* **EXERCISE AIM**: Locate each line in the items below that contains the string "target" and copy those lines out in full.

* **DATASET EXTRACT**:
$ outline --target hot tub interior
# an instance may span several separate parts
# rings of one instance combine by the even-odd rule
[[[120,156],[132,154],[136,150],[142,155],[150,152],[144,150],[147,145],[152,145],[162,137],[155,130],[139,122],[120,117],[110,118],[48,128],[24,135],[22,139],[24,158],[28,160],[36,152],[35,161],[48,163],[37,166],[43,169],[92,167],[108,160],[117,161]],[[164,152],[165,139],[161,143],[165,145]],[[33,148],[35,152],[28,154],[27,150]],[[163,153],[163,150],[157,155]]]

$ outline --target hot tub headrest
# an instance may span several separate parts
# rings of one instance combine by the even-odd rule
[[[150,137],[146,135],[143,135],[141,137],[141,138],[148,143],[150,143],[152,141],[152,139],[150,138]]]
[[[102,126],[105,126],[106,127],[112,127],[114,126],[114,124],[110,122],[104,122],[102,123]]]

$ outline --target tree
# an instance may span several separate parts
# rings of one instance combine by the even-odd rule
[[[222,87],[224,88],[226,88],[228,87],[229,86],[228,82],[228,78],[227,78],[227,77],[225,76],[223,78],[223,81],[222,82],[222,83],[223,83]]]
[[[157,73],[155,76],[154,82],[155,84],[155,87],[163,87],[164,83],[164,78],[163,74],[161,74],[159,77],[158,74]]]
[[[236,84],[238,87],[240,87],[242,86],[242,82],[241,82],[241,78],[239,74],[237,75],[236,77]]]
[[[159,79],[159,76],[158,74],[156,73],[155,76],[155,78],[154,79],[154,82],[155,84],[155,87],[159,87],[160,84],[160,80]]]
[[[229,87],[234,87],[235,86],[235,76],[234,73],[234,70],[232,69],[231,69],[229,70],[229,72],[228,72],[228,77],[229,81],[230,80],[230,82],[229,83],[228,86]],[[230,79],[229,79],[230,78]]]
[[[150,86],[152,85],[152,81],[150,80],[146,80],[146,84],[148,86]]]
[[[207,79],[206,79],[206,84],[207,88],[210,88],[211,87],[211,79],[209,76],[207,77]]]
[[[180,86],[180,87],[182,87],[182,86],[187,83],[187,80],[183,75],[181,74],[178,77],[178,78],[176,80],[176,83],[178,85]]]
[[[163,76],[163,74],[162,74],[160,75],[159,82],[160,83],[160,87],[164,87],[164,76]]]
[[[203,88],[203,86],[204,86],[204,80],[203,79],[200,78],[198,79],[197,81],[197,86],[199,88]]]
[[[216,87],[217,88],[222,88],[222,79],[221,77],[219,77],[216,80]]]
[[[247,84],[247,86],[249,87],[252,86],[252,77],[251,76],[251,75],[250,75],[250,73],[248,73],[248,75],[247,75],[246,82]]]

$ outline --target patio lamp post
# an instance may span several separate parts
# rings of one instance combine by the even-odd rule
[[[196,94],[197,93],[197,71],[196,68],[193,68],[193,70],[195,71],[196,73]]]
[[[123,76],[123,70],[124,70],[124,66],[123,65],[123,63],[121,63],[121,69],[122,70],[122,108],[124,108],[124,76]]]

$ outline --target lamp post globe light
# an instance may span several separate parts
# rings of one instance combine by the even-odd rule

* **ANSWER IN FULL**:
$ outline --target hot tub interior
$ outline --target hot tub headrest
$ outline --target tree
$ outline --target patio lamp post
$ outline --target lamp post globe light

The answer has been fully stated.